EXTRACT TO READ ->
Syllabus

Welcome to Data Programming II! We'll be building on what you learned in Data Programming I. In that course, we mostly worried about getting the code correct -- in the first part of 320, we'll start thinking about how to make it efficient. Next, we'll be learning more about the Internet (among other things, you'll build a simple website for distributing a dataset) and advanced visualizations (like maps and animations). We'll conclude the course with a light introduction to machine learning with the sklearn package.

Revisions to Syllabus

Getting Help

Most students ask for help at some point during the semester. Some regularly come to office hours weekly -- that's welcome as well!

Office hours are "walk in" -- no need to schedule. Check the Office Hour Schedule to see your options.

Before 6pm, office hours are in person at the Shelf (platform above entrance to CS building):

After 6pm, all help is via Zoom (see links in schedule).

Online Communication

Besides email (described above), there are four ways we'll communicate outside of class.

1. Piazza: You can ask questions (and see the other questions) here. Do not post code snippets that are >5 lines long, that's considered cheating.

2. Canvas: We'll make announcements on Canvas and periodically upload grades there (detailed feedback will only be on this site, however)

3. Class Forms: We have various forms for us to leave (optionally anonymous) feedback and report exam conflicts.

4. Code Review: You will upload projects using this tool. Via the same tool, TAs will leave comments on your code. Even projects scoring 100% often have a lot of room for improvement, so please take these seriously. When submitting, you can ask for specific kinds of feedback, based on what coding skills you're most interested in developing.

Lab

We'll post a weekly lab document. You can work through it individually, or with your assigned group. TAs and mentors will walk around to answer questions that might arise.

If you have extra time at lab after completing the lab doc, you may leave early, or (probably better) work with your assigned group on the project or quizzes.

Grading

Grading breakdown

At the end, you'll have a score out of 100, and I'll set a curve based on where there are obvious breaks in the distribution and the difficulty this semester (there are not a capped numbers of A's, so you're not really competing with your peers).

Projects

Overview

Submission: Everybody will individually upload either a .py file or a .ipynb (as specified) file for each project with the submission tool.

Collaboration: Even though everybody will make their individual submission, every project will have (1) a group part and (2) an individual part. For the group part, any form of help from anybody on your group is allowed (even looking at each other's code); I recommend you find times for everybody on the group to work at the same time so you can help each other through coding difficulties in this part. You're also welcome to do the "group" part individually, or with a subset of your assigned group. For the individual part, you may only receive help from course staff (instructor/TAs/mentors); you may not discuss this part with anybody else (in the class or otherwise) or get help from them.

STORED ROWS ->
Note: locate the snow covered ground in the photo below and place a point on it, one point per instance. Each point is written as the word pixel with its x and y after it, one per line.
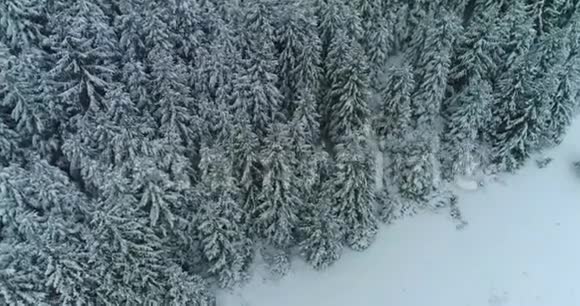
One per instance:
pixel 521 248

* * *

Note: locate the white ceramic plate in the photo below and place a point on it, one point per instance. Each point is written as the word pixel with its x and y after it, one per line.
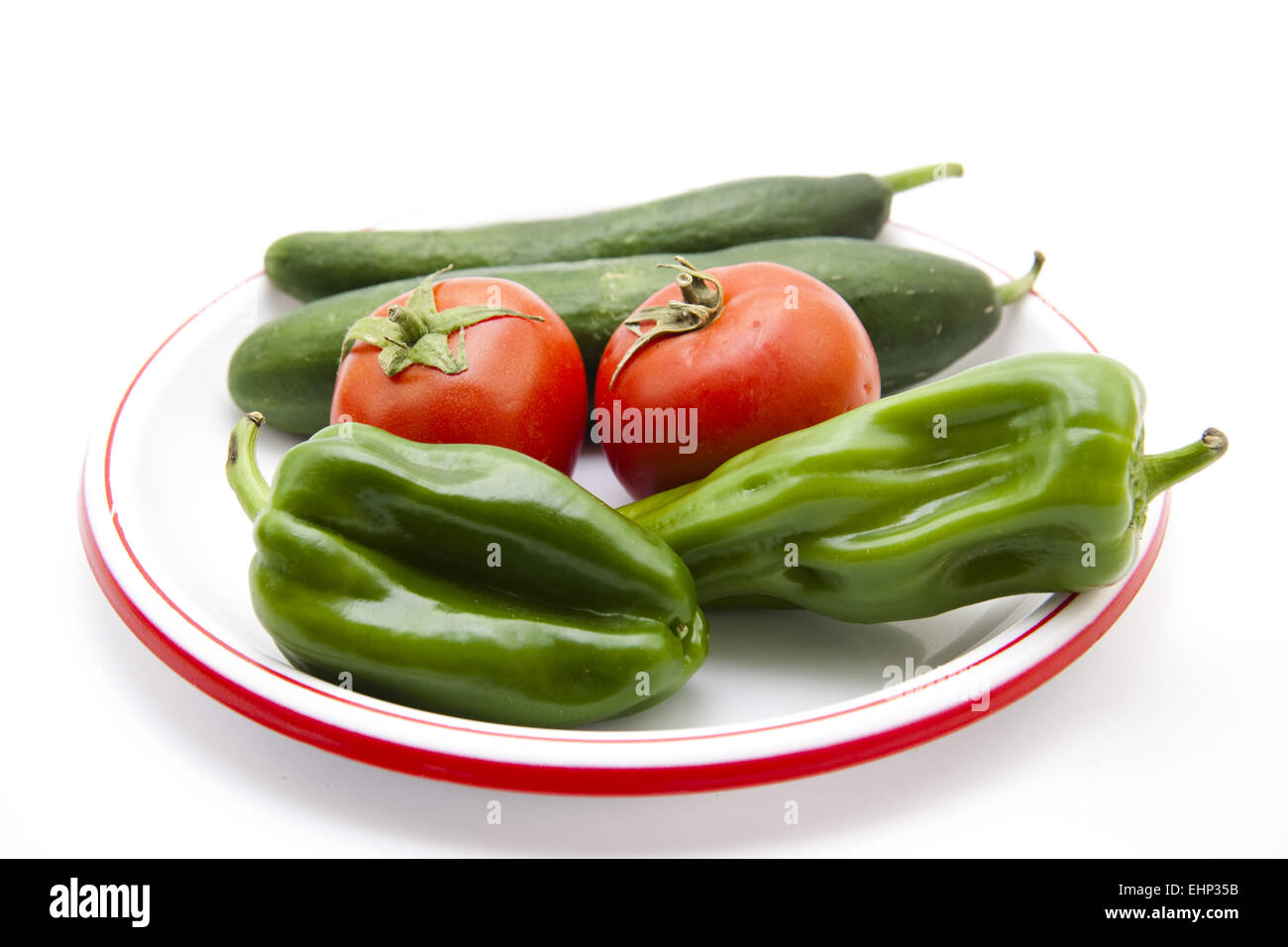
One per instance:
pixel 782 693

* * *

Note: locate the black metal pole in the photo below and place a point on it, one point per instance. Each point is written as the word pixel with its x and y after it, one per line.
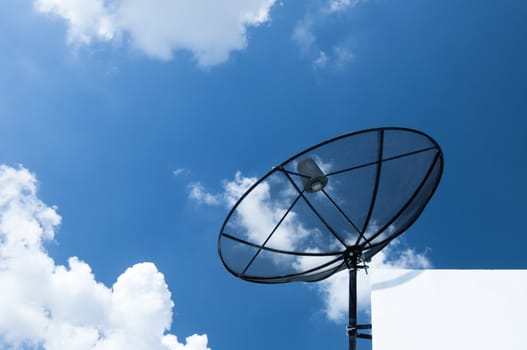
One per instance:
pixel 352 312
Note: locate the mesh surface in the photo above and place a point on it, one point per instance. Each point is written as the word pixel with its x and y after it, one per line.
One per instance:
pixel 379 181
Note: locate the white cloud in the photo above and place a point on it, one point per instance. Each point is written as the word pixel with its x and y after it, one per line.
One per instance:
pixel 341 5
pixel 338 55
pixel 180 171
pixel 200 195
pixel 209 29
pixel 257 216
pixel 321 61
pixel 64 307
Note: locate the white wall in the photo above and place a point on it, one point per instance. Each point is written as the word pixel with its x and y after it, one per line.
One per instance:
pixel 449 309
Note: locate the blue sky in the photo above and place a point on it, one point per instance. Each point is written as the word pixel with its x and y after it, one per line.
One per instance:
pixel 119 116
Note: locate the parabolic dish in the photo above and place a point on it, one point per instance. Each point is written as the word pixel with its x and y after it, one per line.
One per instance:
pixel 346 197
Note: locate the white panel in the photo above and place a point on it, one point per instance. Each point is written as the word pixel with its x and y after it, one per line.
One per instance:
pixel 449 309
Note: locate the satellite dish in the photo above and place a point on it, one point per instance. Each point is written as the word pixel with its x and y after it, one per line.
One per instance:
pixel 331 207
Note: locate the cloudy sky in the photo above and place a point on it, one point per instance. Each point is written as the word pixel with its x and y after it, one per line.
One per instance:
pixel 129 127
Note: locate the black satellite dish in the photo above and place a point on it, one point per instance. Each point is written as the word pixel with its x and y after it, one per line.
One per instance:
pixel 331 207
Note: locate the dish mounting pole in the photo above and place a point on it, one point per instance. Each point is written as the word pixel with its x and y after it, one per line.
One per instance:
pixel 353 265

WRITTEN PROBLEM 1 -> In the records, give the stretch from the line containing "Note: locate the white ceramic" through the line containing "pixel 782 693" again, switching "ceramic plate" to "glass bowl" and changing nothing else. Give only those lines, and leave the pictures out.
WRITTEN PROBLEM 2 -> Pick up the course syllabus after its last sentence and keep writing it.

WRITTEN REPLY 1 ->
Note: locate the white glass bowl in the photo below and place a point on it, one point per instance. Each point is written as the word pixel with its x and y after it, one per line.
One per instance:
pixel 782 693

WRITTEN REPLY 2 ->
Late Policy: if you submit a version of your project on time that is scoring at least 50 percent with the tester, you may have up to 3 extra days to complete the project (no penalty and no explanation required). If you have other special circumstances (e.g., illness, family emergency), email me asking for accomodations. Along with this email, submit whatever you have completed.

Code Review: A TA will give you detailed comments on specific parts of your assignment. This feedback process is called a "code review", and is a common requirement in industry before a programmer is allowed to add her code changes to the main codebase. Read your code reviews carefully; even if you receive 100% on your work, we'll often give you tips to save effort in the future.

Project Grading: Grades will be largely based on automatic tests that we run. We'll share the tests with you before the due date, so you should rarely be too surprised by your grade. Though it shouldn't be common, we may deduct points for serious hardcoding, not following directions, or other issues. Some bugs (called non-deterministic bugs) don't show up every time code is run -- if you have such an issues, we may give you a different grade based on the tester than what you were expecting based on when you ran it. Finally, our tests aren't very good at evaluating whether plots and other visualizations look how they should (a human usually needs to evaluate that).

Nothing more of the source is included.